● **Document**:
■ ■ ■ ■ ■ ■ ■
# New problem with Gaggia new Baby - with video!



## bigstick (Sep 6, 2014)

I'm hoping that some of the forum gurus can help me with this.

Until a couple of days ago, my machine was working just fine. I have been using pre-ground coffee (a necessary evil until I get a proper grinder) but I've been getting crema and reasonable results, all things considering.

Recently however, I have been getting a problem getting a shot that's even barely acceptable.

The water is pouring out of the brew head far too quickly, see here. The shot that comes out looks nothing like espresso, it looks like filter coffee. Here's what happens when I try to produce a shot. You can see that water comes out of the brewed after stopping, and the coffee puck is soaking wet.

When I empty the portafilter, the puck of coffee is wet, the top surface looks a bit slimy, and the residue is also wet.

I recently had to clean the solenoid valve. Milk froths fine, and the switches all do what they ought.

I'm doing nothing differently to what I used to, but this excessive water problem is new. I have a proper tamper and a new brew head seal and screen.

Does anyone have an idea what might be wrong?


----------



## El carajillo (Mar 16, 2013)

Perhaps your solenoid valve had a "partial" blockage for quite a time and it was restricting the flow until you cleaned it.

Fast flow is normal with pre ground, especially if it is stale / old /dry. Have you checked the brew pressure with a gauge?


----------



## bigstick (Sep 6, 2014)

I haven't checked the pressure, I plan to do that. My wife has banned me from eBay for the moment









And Amazon, and all online shopping sites...

I don't think your view sounds right. It doesn't seem logical that it only brewed properly with a dry puck, because the solenoid was partially blocked. That fails the 'common sense test' to me.

There's clearly too much water in the puck, and the fact that the water isn't sitting off completely seems suspicious too.

But - perhaps you're right, let's see what others say.


----------



## cracker666 (Jan 17, 2015)

Have you been using the same brand coffee, how are you measuring the dose.

Do you tamp.

Mine only did this when too course and naff tamping.


----------



## bigstick (Sep 6, 2014)

No, as I say, I'm doing everything the same as normal. It's nothing I'm doing differently.

This is a recent problem. It has been working fine for months.


----------



## cracker666 (Jan 17, 2015)

Ok you mention you had to clean the sol valve.

What method did you employ.


----------



## cracker666 (Jan 17, 2015)

Ideally you need to check the pressure from the pump.

Get your self a gauge and test. Stage 1.


----------



## Dylan (Dec 5, 2011)

There is a great guide from marcuswar on making a simple pressure gauge from a blanking basket, you will need a naked PF however for this one.

http://coffeeforums.co.uk/showthread.php?17102-Making-a-pressure-test-gauge-using-a-single-basket

There are a couple of gauges in the Payitforward forum, not sure if they are still doing the rounds however.
■ ■ ■ ■ ■ ■ ■
● **Data records**:
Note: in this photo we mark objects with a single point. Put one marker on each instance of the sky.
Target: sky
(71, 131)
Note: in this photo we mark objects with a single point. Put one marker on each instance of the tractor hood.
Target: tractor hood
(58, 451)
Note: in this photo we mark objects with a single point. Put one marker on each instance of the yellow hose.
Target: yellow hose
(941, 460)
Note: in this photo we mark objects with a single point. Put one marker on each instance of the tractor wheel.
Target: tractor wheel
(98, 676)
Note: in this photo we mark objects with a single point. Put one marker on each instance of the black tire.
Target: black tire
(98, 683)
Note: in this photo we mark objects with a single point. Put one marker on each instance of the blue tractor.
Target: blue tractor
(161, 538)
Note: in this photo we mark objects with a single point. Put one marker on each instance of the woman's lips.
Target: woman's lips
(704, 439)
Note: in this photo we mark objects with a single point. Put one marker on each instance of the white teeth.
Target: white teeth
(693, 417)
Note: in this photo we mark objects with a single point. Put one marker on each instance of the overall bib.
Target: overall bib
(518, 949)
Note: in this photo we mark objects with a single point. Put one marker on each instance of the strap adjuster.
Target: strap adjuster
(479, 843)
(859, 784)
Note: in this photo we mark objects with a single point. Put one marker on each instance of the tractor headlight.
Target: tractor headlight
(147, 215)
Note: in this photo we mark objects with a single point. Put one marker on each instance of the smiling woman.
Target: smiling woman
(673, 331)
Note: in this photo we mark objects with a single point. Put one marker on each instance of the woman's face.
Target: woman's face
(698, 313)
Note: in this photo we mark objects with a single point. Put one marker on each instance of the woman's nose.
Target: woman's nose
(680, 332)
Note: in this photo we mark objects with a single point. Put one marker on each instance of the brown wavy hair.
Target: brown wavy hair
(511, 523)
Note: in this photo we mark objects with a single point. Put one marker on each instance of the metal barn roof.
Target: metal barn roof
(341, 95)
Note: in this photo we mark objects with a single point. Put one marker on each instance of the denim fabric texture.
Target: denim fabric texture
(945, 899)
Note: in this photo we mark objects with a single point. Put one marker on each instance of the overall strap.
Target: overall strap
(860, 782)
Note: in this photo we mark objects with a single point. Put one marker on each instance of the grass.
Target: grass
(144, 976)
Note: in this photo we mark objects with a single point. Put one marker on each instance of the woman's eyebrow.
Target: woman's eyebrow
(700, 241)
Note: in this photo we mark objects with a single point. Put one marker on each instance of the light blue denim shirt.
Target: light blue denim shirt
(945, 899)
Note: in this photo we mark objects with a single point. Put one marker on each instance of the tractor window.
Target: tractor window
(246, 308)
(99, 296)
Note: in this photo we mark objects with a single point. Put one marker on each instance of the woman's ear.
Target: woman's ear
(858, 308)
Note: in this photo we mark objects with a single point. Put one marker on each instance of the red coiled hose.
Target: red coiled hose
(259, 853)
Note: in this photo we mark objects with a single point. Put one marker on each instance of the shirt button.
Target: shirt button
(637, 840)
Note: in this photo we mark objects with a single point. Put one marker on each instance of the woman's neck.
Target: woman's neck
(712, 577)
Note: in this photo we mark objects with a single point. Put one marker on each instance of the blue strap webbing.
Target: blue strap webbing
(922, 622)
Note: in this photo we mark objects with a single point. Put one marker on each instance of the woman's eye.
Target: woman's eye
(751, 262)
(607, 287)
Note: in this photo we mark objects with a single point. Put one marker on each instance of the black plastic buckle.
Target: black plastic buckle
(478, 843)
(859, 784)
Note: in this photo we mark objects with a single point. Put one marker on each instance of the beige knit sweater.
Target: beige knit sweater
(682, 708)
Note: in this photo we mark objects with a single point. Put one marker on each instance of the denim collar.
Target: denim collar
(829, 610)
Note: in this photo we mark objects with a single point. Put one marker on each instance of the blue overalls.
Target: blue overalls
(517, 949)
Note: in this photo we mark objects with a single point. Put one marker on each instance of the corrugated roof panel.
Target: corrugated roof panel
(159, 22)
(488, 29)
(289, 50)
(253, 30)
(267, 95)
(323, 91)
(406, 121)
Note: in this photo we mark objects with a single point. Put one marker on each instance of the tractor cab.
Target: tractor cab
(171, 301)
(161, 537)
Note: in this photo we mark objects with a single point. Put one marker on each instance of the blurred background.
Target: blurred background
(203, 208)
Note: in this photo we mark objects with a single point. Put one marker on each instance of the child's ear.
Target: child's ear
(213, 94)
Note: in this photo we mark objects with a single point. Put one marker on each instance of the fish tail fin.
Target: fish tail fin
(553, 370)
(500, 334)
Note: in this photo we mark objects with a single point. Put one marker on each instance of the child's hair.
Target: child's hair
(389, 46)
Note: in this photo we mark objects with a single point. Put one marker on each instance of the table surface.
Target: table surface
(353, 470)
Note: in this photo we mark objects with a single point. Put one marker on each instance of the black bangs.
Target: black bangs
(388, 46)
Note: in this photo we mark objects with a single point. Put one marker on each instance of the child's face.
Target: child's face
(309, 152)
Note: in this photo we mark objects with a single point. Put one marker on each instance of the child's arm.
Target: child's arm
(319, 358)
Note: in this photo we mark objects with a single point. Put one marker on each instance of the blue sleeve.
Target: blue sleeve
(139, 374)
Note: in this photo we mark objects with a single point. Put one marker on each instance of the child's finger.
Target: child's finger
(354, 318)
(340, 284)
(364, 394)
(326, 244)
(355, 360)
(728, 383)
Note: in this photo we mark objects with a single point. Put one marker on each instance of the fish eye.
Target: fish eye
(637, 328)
■ ■ ■ ■ ■ ■ ■
● **Requirements**:
(1) Answer these questions from the Gaggia thread, one on each line:
(a) What kind of coffee has bigstick been using until getting a proper grinder?
(b) What did El carajillo ask whether bigstick had checked with a gauge?
(c) According to Dylan, what will be needed for the guide from marcuswar?
(2) Edit the Gaggia thread from "# New problem" down to "is soaking wet.", putting "group head" in place of "brew head".
(3) Do these statements agree with the Gaggia thread? Answer each with yes or no, then quote the deciding words.
(a) bigstick says the machine had been working fine for months.
(b) bigstick has already checked the pressure.
(c) bigstick has a new brew head seal and screen.

● **Solutions to each task**:
(1)
(a) Pre-ground coffee.
(b) The brew pressure.
(c) A naked PF.

(2)
# New problem with Gaggia new Baby - with video!



## bigstick (Sep 6, 2014)

I'm hoping that some of the forum gurus can help me with this.

Until a couple of days ago, my machine was working just fine. I have been using pre-ground coffee (a necessary evil until I get a proper grinder) but I've been getting crema and reasonable results, all things considering.

Recently however, I have been getting a problem getting a shot that's even barely acceptable.

The water is pouring out of the group head far too quickly, see here. The shot that comes out looks nothing like espresso, it looks like filter coffee. Here's what happens when I try to produce a shot. You can see that water comes out of the brewed after stopping, and the coffee puck is soaking wet.

(3)
(a) Yes: "It has been working fine for months."
(b) No: "I haven't checked the pressure, I plan to do that."
(c) Yes: "I have a proper tamper and a new brew head seal and screen."